As part of a multi-pronged project with University of Guelph (UofG) researchers, the Canadian company is planning to improve its onsite sewage treatment solution, studying the use of a unique filter material added to its electrochemical phosphorus-removal system as a possible soil nutrient.

“We’re using a glassy silicate material, similar in appearance to fibreglass, to capture iron and phosphorus in our phosphorus-removal system, and are looking at reusing it as a fertilizing soil amendment,” says Craig Jowett, founder of Waterloo Biofilter.

With the help of a team led by UofG professor Susan Glasauer, and the backing of Southern Ontario Water Consortium’s Advancing Water Technologies (AWT) program, growth trials are underway using the spongy, phosphate-laden material. Positive results have already been seen in trials with potted crops, where the material can be contained well, and a field trial is underway using rye grass.

Aside from agricultural applications, Glasauer also sees potential in using the material to rehabilitate quarry soils.

## [SET TASK]
According to the passage on the phosphorus-removal filter material, which crop is being grown in the field trial?

Segmentation dataset records
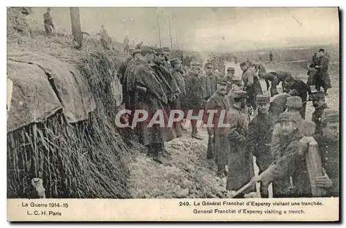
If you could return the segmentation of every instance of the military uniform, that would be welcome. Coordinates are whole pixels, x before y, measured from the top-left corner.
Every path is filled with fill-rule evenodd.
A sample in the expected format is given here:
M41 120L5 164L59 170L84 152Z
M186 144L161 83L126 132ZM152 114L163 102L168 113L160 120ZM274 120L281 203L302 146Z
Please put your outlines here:
M270 96L268 94L258 95L257 104L269 104ZM249 151L256 157L256 164L260 170L259 174L264 171L273 161L271 152L271 143L275 125L274 119L268 112L258 114L248 125ZM268 198L268 186L263 184L260 186L261 196Z
M240 66L246 64L246 63L242 62ZM243 72L242 79L246 87L248 103L251 104L254 109L256 109L256 96L263 94L258 77L250 69L248 69Z
M235 91L233 98L246 98L246 92ZM230 149L226 188L228 191L237 191L254 176L253 156L246 146L248 119L241 107L233 104L227 114L227 123L230 125L228 134ZM244 193L255 191L254 186L252 186L246 189Z
M284 121L298 123L295 116L289 112L284 112L280 115L277 123ZM273 176L269 178L273 182L273 198L297 197L295 188L291 182L291 177L297 173L297 166L302 167L302 164L304 164L303 157L299 155L300 140L302 138L302 135L298 130L286 137L282 136L280 130L273 130L271 154L275 168L272 173ZM269 179L266 179L267 182Z
M327 123L339 123L338 109L326 109L322 115L322 121ZM327 140L321 134L314 137L316 140L322 159L322 166L327 175L332 181L332 186L327 191L326 197L339 197L339 167L340 167L340 143L339 139Z
M221 78L218 81L218 83L227 85L227 80L226 78ZM218 174L220 175L224 173L226 170L225 166L227 164L230 145L228 139L228 132L225 128L218 127L218 125L219 122L221 120L223 120L222 123L226 123L226 114L229 108L230 104L227 96L221 94L218 91L209 98L206 104L207 110L217 110L217 112L214 114L212 119L212 123L214 125L214 127L207 128L209 134L207 158L215 158L215 162L218 168ZM222 110L224 110L225 116L221 117ZM206 119L206 123L208 123L207 121L208 119ZM214 137L211 137L210 136L212 135Z
M206 64L206 67L211 66L210 64ZM204 100L209 99L217 91L217 76L211 72L209 74L204 74L201 77L203 85Z
M293 79L292 77L287 77L285 79L285 83L290 80L293 80L293 84L289 88L289 90L295 90L298 93L298 96L302 98L302 107L300 110L302 118L305 119L305 111L307 109L307 94L311 94L310 87L305 84L302 80L299 79Z
M198 62L192 62L192 67L200 67ZM192 115L197 116L201 109L203 109L203 85L198 74L190 71L189 76L185 78L186 97L183 102L185 114L188 110L192 109ZM192 127L192 135L197 134L197 120L191 120Z
M312 100L315 99L320 99L320 98L325 98L325 91L316 91L311 92L311 95L310 96L310 98ZM323 105L321 107L315 108L315 111L312 114L312 118L311 121L315 123L316 125L316 134L320 134L321 130L322 130L322 126L321 126L321 120L322 120L322 116L323 114L323 112L325 112L325 109L328 109L328 105L327 103L324 103Z
M277 92L277 89L276 89L279 79L275 75L270 73L266 73L262 74L260 77L266 81L266 90L269 89L269 81L271 82L271 96L273 96L279 94L279 92Z

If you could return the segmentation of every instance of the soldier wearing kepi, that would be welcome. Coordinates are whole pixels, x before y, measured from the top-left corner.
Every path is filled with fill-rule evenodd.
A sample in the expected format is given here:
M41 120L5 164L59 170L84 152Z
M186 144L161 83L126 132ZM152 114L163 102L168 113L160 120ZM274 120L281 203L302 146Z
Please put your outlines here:
M203 103L203 89L202 80L201 78L201 64L197 61L192 61L190 63L191 70L189 76L186 78L186 98L184 100L184 107L185 112L189 109L192 110L192 115L199 115L199 111L204 109ZM203 137L198 134L197 121L191 120L192 138L202 140Z
M253 116L257 114L256 96L262 94L262 90L258 77L246 65L246 62L243 62L240 64L240 69L243 71L242 79L245 84L246 92L248 93L248 103L253 108Z
M176 84L178 84L178 87L179 87L179 89L181 91L179 97L174 100L174 105L172 107L172 109L181 110L181 103L183 101L183 99L186 96L185 80L184 78L183 77L183 73L184 73L182 69L183 66L181 65L181 61L178 58L175 58L171 60L170 62L172 67L172 69L171 71L172 76L176 82ZM179 129L181 128L181 121L180 123L173 123L174 129L176 130L176 132L180 132ZM181 137L181 134L176 134L176 136Z
M297 121L300 122L302 120L300 113L303 105L300 97L298 96L289 97L286 103L286 107L285 112L292 113Z
M325 175L315 178L315 184L327 190L327 197L339 196L339 129L340 114L337 109L325 109L322 117L321 133L316 140Z
M208 125L208 134L209 140L208 143L207 159L215 158L217 166L217 175L223 178L227 175L226 172L226 165L227 164L228 155L229 151L229 142L228 134L225 127L221 125L226 124L226 113L230 105L227 98L227 80L219 78L217 81L217 90L209 98L206 104L207 110L217 111L211 118L206 119ZM210 120L208 119L210 117Z
M276 89L276 86L277 85L279 79L276 77L276 76L271 73L265 73L261 75L259 74L259 76L260 78L262 78L266 81L267 91L269 89L269 87L271 87L271 96L279 94L277 89ZM271 82L271 86L269 85L269 81Z
M212 64L206 63L204 69L206 74L202 76L201 79L203 88L203 98L207 100L217 91L217 76L212 72Z
M325 91L323 89L320 91L317 91L316 89L311 89L310 100L312 100L312 105L315 107L311 121L316 125L316 134L320 134L322 115L325 109L329 108L325 103Z
M226 78L227 78L227 80L230 81L232 78L233 78L235 73L235 67L227 67L227 76L226 76Z
M148 127L148 125L155 111L162 109L163 104L167 104L167 96L152 70L154 50L149 46L142 46L140 53L140 59L134 60L131 73L126 77L125 89L128 94L133 96L129 107L148 112L149 118L135 126L140 143L147 146L154 161L166 164L168 161L162 157L163 139L160 125L154 124L152 127Z
M246 146L248 119L243 111L246 96L247 94L244 91L235 91L235 103L227 114L227 123L230 124L228 137L230 149L226 188L231 191L239 190L254 176L253 156ZM244 198L244 193L253 191L255 188L249 188L237 198Z
M268 113L270 107L269 94L257 95L258 114L248 125L249 151L256 157L256 164L260 170L259 174L264 171L273 161L271 152L271 143L274 119ZM262 198L268 198L267 183L261 183L260 193Z

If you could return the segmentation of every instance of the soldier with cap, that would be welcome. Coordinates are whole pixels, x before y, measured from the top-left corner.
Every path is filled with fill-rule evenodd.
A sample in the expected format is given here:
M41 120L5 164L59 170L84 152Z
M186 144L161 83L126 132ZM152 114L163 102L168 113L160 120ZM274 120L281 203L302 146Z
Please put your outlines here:
M154 53L155 58L153 60L153 64L151 64L151 67L157 76L157 80L161 83L168 100L167 105L163 105L163 107L164 112L169 116L171 114L171 110L176 109L176 106L178 106L176 103L179 103L177 100L179 98L181 91L171 72L164 66L165 57L163 49L156 49ZM166 125L168 124L167 121L168 119L165 122ZM168 140L172 140L176 137L181 137L182 136L181 125L174 124L174 128L161 128L161 133L166 134L165 137Z
M176 98L174 101L174 106L172 107L172 109L179 109L181 110L181 103L183 102L185 97L186 96L186 88L185 85L185 80L183 77L183 73L184 73L183 71L183 65L181 65L181 61L178 58L175 58L170 61L170 64L172 65L172 69L171 71L172 76L174 78L178 87L180 89L180 94L179 94L179 97ZM174 122L173 124L174 125L174 129L176 129L176 132L179 132L180 128L181 128L181 123ZM181 134L177 134L177 137L181 137Z
M315 66L317 69L316 87L317 90L320 90L320 87L325 89L325 94L327 94L328 89L331 88L329 74L328 73L328 65L329 59L325 56L325 49L318 50L318 64Z
M126 89L127 80L127 77L129 74L133 73L132 67L134 66L134 60L139 60L141 59L140 50L135 49L131 53L131 56L129 56L125 58L120 66L119 67L119 71L118 71L118 77L120 77L120 80L122 87L122 101L125 105L126 109L129 109L129 99L131 98L132 94L128 94Z
M272 141L271 155L274 163L277 165L277 170L274 173L280 175L271 181L268 179L266 181L262 179L262 182L268 183L273 180L273 198L294 197L296 193L291 182L291 176L293 175L295 164L302 162L299 155L301 150L300 140L303 136L298 129L299 122L293 113L281 114L277 123L280 130L273 134L279 139Z
M325 109L322 116L322 130L313 138L318 144L325 175L314 179L315 184L327 190L327 197L339 197L340 113L337 109Z
M163 140L165 139L161 135L160 125L154 124L152 127L148 127L154 112L163 109L163 104L167 104L167 99L157 76L152 70L154 50L149 46L142 46L140 53L141 58L134 60L131 72L127 72L129 74L125 77L125 89L132 97L129 104L132 114L136 109L144 109L148 112L149 118L134 127L140 143L148 148L153 159L167 164L169 161L163 157Z
M291 90L295 90L298 93L298 96L302 98L302 107L300 110L302 118L305 119L305 111L307 109L307 94L311 94L311 91L310 87L300 79L294 78L292 76L287 77L284 80L284 88L286 92L289 92Z
M277 83L276 85L279 85L280 82L282 84L282 89L284 89L285 85L284 85L284 80L287 77L291 76L292 74L289 71L271 71L269 73L275 75L277 78Z
M298 96L291 96L287 98L286 103L286 112L291 112L295 116L297 121L302 120L301 112L302 109L302 98Z
M235 73L235 68L234 67L227 67L227 76L226 76L226 78L227 78L228 81L230 81L232 78L233 78Z
M240 78L234 77L230 80L230 83L228 82L227 90L228 91L227 98L228 98L230 105L233 105L235 103L235 99L233 98L234 92L236 91L244 91L244 81ZM248 116L248 119L250 119L250 112L248 109L249 106L246 104L244 108L244 112L246 114L246 116Z
M279 94L279 92L277 92L277 89L276 89L279 79L276 77L276 76L271 73L265 73L261 74L260 76L259 75L259 77L266 81L267 91L269 89L269 87L271 87L271 96L273 96ZM271 81L271 85L269 85L269 81Z
M227 114L227 123L230 124L230 153L226 188L231 191L239 190L254 176L253 156L246 146L248 118L244 112L246 97L247 93L244 91L235 91L235 103ZM237 197L244 198L245 193L255 191L255 188L249 188Z
M230 105L227 98L227 80L219 78L217 81L217 89L209 98L206 104L206 109L216 110L212 116L207 112L205 123L207 123L209 136L207 150L207 159L215 158L217 166L217 175L220 177L227 175L226 165L229 150L229 142L226 129L221 123L226 123L226 113ZM222 115L222 116L221 116ZM211 119L211 120L209 120ZM220 123L219 123L220 122Z
M189 109L192 110L192 115L197 116L200 110L204 109L203 105L203 85L201 78L201 64L197 61L192 61L190 63L191 70L189 76L186 78L186 97L184 100L184 109L185 112ZM186 115L186 113L185 113ZM203 137L198 134L197 121L191 120L192 138L202 140Z
M240 64L240 69L243 71L243 75L242 76L242 79L243 80L246 90L248 93L248 103L250 103L253 108L254 112L253 115L255 116L257 114L257 105L256 105L256 96L258 94L262 94L262 90L258 77L247 67L246 63L243 62Z
M210 63L206 63L204 65L206 74L201 77L201 82L203 89L203 99L208 100L217 91L217 76L212 72L212 65Z
M313 86L312 87L314 87ZM311 89L310 100L312 100L312 105L315 107L315 111L312 114L311 121L316 125L316 134L320 134L321 129L322 115L325 109L329 108L325 103L325 91L322 89L318 91L314 88Z
M48 35L51 35L53 29L55 29L51 16L51 8L47 8L47 11L44 14L44 30Z
M270 96L268 94L257 95L258 114L248 125L248 150L256 157L259 175L264 171L273 161L271 152L271 143L275 121L270 115ZM262 198L268 198L267 183L262 183L260 193Z

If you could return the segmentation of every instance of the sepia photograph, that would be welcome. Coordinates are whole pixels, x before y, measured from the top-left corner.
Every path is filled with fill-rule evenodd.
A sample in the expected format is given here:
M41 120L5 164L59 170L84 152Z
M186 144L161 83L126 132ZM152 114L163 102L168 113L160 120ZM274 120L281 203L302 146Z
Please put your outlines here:
M339 15L8 7L8 200L30 200L28 216L66 199L251 216L336 198L338 216ZM268 211L237 212L244 202Z

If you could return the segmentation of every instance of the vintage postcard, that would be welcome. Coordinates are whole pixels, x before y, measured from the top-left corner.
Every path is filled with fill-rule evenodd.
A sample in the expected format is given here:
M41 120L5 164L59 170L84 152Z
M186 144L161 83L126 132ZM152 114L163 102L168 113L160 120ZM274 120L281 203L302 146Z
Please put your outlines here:
M8 7L8 220L339 221L339 24Z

## [RESULT FOR THIS EXERCISE]
Rye grass.